• Exercise description:
From the records below, transcribe only the lines running from the one with "Point out the goalie's" through the one with "Query: goalie's red pad strap". Keep both of those end lines.

• Dataset excerpts:
════════════════
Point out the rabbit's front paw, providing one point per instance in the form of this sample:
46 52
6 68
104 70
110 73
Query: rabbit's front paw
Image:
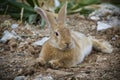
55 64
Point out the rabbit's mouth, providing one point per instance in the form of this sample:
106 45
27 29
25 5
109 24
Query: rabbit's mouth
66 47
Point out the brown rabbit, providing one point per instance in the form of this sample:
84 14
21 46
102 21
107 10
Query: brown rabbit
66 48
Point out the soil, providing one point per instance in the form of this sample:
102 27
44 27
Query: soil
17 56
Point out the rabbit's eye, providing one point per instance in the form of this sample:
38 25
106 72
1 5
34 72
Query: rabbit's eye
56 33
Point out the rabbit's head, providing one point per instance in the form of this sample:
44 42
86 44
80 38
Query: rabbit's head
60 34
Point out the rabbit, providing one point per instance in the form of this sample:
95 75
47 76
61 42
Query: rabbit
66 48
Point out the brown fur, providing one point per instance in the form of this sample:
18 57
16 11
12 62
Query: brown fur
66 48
════════════════
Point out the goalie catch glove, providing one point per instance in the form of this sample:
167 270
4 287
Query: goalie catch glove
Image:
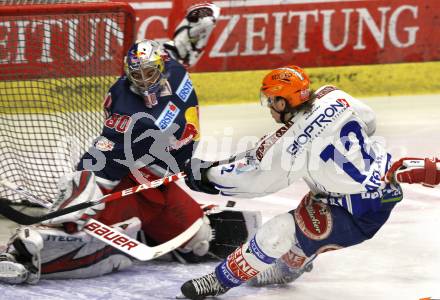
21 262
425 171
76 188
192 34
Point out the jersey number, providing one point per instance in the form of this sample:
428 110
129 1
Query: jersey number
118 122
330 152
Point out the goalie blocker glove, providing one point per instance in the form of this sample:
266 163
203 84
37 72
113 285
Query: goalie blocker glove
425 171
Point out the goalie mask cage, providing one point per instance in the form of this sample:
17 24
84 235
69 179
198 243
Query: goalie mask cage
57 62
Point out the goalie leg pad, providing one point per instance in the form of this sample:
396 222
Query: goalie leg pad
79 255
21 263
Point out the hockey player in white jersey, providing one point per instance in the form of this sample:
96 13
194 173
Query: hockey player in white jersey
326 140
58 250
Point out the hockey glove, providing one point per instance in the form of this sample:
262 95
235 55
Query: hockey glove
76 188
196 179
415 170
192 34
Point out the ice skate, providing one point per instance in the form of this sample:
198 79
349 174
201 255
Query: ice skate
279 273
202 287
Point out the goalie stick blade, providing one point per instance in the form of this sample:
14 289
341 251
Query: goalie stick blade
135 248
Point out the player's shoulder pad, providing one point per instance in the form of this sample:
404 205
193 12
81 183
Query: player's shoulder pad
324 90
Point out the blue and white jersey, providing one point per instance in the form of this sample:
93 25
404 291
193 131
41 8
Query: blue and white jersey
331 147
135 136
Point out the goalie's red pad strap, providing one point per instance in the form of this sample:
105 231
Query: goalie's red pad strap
════════════════
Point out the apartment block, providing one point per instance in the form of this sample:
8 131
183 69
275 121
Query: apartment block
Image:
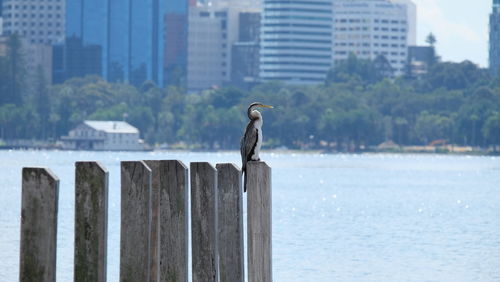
════════════════
• Solution to the problem:
Point out the goalie's red pad strap, providing one point per instance in the form of this sample:
105 231
Query: goalie's red pad strap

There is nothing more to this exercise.